• [HOW TO COMPLETE THIS TASK]: Please copy out all the data. Every detail stays the same.

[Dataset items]
________________

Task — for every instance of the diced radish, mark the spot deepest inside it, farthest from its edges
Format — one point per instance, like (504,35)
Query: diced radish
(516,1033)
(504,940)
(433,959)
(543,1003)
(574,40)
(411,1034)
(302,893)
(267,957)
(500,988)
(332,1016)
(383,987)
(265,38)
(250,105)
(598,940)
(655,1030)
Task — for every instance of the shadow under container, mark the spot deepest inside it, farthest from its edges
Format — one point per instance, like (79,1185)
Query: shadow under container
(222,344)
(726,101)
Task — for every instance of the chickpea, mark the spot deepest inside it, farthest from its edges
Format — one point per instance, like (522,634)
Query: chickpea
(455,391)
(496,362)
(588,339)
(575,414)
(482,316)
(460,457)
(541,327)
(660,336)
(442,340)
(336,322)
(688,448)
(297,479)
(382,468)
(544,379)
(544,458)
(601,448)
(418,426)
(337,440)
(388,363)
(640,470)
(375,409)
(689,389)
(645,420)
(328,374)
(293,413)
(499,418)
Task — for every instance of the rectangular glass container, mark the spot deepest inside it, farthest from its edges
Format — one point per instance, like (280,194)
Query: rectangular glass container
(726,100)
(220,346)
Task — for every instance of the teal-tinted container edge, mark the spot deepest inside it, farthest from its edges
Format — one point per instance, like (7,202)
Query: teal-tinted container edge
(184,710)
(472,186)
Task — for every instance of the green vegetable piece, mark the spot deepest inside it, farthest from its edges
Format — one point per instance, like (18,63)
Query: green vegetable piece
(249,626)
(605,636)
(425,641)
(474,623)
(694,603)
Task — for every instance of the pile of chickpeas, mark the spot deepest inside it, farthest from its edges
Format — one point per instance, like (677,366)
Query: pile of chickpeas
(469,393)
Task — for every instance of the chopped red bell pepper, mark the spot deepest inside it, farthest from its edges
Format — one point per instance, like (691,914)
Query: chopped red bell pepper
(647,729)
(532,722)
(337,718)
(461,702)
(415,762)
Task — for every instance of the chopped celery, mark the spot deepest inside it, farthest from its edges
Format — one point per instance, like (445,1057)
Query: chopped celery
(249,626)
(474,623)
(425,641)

________________

• [WRITTEN RESPONSE]:
Task — for every instance of the diced radish, mark the spot deepest inside it, farthest from its edges
Format — one point per instance, like (504,35)
Query: diced radish
(516,1033)
(504,940)
(433,959)
(543,1003)
(574,40)
(411,1034)
(302,893)
(267,957)
(500,988)
(332,1016)
(383,987)
(265,38)
(250,105)
(598,940)
(655,1030)
Task — for every instance of the shadow under container, mark the spot deepest inside it, farthest from its edges
Format — one point per instance, like (79,1185)
Query: shadow under container
(222,344)
(726,101)
Task — for every instance of the chickpea, mark the spot deepest inside it, farthest from its edges
Format — one point per instance, like (522,634)
Query: chickpea
(455,391)
(496,362)
(588,339)
(575,414)
(482,316)
(460,457)
(541,327)
(660,336)
(442,340)
(336,322)
(688,448)
(297,479)
(382,468)
(544,379)
(544,458)
(601,448)
(418,426)
(337,440)
(388,363)
(640,470)
(375,409)
(689,389)
(645,420)
(328,374)
(293,413)
(499,418)
Task — for every instance of the rectangular glass container, mark the spot deepest inside it, farthest from its edges
Format — one point per instance, like (280,194)
Query: rectangular glass container
(726,100)
(220,346)
Task — for every instance of the teal-tinted container edge, mark the spot deepest inside it, farthest from its edges
Format — one point per instance, like (7,202)
Query: teal-tinted container edge
(184,710)
(472,186)
Task — for every instance of the green vegetable piece, mark the spot deepest inside it, farthest from its edges
Format — one point per instance, like (18,63)
Query: green vegetable piece
(249,626)
(605,636)
(425,641)
(474,623)
(694,603)
Task — for every instance of the pile of chickpeas, mark the spot deepest inside it, farthest from its edges
Format — one point per instance, like (677,366)
Query: pile of chickpeas
(469,393)
Task — for every instance of the chopped red bell pepper, mark the spot deepest inside it, farthest from its edges
Format — one point per instance, like (691,914)
Query: chopped red bell pepper
(647,729)
(532,722)
(337,718)
(461,702)
(415,762)
Task — for every instance of the chopped celery, mark the spot deepest inside it, farthest from its edges
Format — one point per instance, like (445,1057)
Query: chopped celery
(249,626)
(474,623)
(425,641)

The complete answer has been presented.